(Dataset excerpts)
= Beginning of Section =

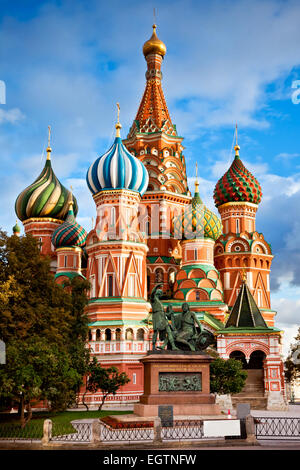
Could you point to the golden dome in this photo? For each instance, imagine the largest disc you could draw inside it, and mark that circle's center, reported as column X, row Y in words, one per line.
column 154, row 45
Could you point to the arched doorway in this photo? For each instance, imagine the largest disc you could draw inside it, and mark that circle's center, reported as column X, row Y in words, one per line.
column 256, row 360
column 240, row 356
column 254, row 387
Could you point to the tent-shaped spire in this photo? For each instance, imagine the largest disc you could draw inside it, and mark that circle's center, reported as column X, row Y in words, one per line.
column 245, row 313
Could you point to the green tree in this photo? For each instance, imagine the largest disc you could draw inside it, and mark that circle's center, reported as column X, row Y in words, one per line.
column 227, row 376
column 108, row 380
column 44, row 328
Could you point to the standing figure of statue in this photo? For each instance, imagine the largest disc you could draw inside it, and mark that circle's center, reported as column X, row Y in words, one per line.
column 188, row 334
column 160, row 322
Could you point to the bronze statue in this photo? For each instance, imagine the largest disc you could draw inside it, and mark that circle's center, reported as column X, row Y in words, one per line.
column 181, row 331
column 160, row 322
column 188, row 334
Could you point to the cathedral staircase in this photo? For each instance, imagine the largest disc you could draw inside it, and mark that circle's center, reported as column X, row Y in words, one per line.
column 253, row 391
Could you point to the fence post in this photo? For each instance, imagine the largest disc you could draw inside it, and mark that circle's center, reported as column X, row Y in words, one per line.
column 157, row 430
column 96, row 432
column 47, row 431
column 250, row 429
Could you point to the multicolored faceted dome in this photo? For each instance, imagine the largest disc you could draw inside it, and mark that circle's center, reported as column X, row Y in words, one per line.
column 45, row 197
column 70, row 233
column 16, row 229
column 117, row 169
column 237, row 185
column 197, row 221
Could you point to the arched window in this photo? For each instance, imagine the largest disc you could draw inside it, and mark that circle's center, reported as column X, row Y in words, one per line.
column 240, row 356
column 129, row 334
column 172, row 274
column 140, row 336
column 256, row 360
column 147, row 228
column 110, row 281
column 159, row 276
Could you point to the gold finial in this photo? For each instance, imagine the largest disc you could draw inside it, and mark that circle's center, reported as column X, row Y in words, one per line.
column 237, row 147
column 71, row 202
column 49, row 150
column 118, row 125
column 196, row 181
column 154, row 45
column 244, row 275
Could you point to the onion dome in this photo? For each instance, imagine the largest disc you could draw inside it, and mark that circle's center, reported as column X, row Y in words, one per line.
column 154, row 45
column 117, row 169
column 237, row 185
column 45, row 197
column 16, row 229
column 70, row 233
column 197, row 221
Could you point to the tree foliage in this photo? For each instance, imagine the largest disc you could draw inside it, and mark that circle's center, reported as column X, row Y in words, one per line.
column 44, row 328
column 227, row 376
column 108, row 380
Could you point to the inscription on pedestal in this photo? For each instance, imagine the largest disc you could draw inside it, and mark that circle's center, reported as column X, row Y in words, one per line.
column 180, row 382
column 165, row 412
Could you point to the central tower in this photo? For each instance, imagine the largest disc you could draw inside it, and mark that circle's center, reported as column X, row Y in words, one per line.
column 154, row 140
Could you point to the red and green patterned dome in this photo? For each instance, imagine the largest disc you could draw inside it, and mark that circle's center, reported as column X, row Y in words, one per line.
column 197, row 221
column 237, row 185
column 70, row 233
column 45, row 197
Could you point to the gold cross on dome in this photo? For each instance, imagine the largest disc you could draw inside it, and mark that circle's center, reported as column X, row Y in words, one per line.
column 118, row 118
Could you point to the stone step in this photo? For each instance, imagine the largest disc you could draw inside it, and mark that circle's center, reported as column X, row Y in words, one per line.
column 256, row 403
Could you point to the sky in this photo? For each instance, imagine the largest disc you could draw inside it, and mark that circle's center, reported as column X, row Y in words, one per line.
column 66, row 63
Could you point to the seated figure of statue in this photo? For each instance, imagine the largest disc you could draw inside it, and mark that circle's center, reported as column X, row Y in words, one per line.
column 188, row 334
column 160, row 321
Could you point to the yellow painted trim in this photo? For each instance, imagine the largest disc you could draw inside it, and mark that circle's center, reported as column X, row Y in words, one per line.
column 238, row 203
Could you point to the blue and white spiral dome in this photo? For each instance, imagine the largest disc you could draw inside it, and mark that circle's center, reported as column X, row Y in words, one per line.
column 117, row 169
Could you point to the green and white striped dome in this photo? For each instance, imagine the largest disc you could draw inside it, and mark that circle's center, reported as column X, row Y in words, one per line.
column 45, row 197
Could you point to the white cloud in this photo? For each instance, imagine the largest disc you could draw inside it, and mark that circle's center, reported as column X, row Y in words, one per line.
column 11, row 115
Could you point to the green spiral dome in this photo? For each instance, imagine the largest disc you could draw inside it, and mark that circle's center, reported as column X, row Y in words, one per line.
column 45, row 197
column 197, row 221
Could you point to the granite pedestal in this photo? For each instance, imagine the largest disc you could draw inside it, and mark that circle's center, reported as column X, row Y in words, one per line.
column 178, row 379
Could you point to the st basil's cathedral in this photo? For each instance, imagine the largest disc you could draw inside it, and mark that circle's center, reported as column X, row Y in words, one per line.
column 150, row 230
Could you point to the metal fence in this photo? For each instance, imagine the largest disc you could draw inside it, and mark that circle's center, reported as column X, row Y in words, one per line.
column 14, row 432
column 183, row 430
column 136, row 434
column 277, row 428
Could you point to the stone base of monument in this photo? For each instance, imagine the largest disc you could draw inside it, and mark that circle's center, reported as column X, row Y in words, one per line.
column 177, row 379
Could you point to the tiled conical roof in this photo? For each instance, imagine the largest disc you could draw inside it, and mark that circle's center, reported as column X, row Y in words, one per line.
column 245, row 313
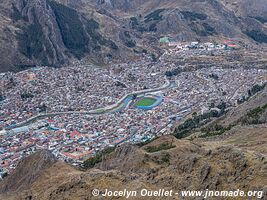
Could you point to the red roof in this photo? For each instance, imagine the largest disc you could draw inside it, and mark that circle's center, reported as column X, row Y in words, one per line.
column 74, row 134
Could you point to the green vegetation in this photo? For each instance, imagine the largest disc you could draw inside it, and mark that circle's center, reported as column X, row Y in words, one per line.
column 193, row 16
column 163, row 146
column 173, row 72
column 155, row 15
column 91, row 162
column 203, row 29
column 146, row 101
column 257, row 35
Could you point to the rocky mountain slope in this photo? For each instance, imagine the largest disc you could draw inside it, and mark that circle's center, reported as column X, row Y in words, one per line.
column 236, row 159
column 57, row 32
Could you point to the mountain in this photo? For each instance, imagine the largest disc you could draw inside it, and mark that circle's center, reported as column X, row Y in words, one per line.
column 235, row 159
column 59, row 32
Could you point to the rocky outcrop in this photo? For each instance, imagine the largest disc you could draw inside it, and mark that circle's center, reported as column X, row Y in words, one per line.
column 27, row 172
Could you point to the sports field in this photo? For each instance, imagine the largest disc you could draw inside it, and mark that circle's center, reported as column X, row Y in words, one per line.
column 146, row 101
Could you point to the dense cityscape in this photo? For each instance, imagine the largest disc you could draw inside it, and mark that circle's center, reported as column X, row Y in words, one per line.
column 65, row 97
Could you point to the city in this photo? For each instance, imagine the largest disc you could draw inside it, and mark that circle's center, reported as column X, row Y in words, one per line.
column 66, row 97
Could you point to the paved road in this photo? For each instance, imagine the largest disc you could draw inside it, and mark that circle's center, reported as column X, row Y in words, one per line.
column 123, row 102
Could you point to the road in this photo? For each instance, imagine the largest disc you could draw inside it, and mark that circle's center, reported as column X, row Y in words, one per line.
column 123, row 102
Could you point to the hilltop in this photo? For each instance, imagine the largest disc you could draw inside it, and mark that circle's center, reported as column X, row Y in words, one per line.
column 235, row 159
column 58, row 32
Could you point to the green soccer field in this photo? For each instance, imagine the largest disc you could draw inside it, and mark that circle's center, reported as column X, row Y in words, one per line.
column 146, row 101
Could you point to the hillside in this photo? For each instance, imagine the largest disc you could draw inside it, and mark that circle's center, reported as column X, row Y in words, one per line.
column 56, row 33
column 235, row 159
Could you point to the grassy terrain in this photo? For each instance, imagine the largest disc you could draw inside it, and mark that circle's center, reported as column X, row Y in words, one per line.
column 145, row 102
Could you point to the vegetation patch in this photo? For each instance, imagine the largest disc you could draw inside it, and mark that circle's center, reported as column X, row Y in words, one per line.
column 203, row 29
column 146, row 101
column 256, row 35
column 163, row 146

= End of Section =

Beginning at the line that holds "Could you point to the hillside", reproduce the lines exactly up to and including the final line of the entries.

Could you point to the hillside in this photo? For each instance, imagine the largest disc you could draw inside it, and mark that circle's center, reported as column X, row Y in words, one per line.
column 56, row 33
column 235, row 159
Could you point to the grassy terrain in this photo? For each instance, imagine the largest disc you could draw inside it, and mark that circle's center, reported as column X, row Y in words, one per line.
column 145, row 102
Could you point to the vegetation patch in this photo? For each instance, imagine the largest disc you could draw inside it, and mark that circle's center, reported as column X, row Y in words, one per line.
column 203, row 29
column 146, row 101
column 256, row 35
column 163, row 146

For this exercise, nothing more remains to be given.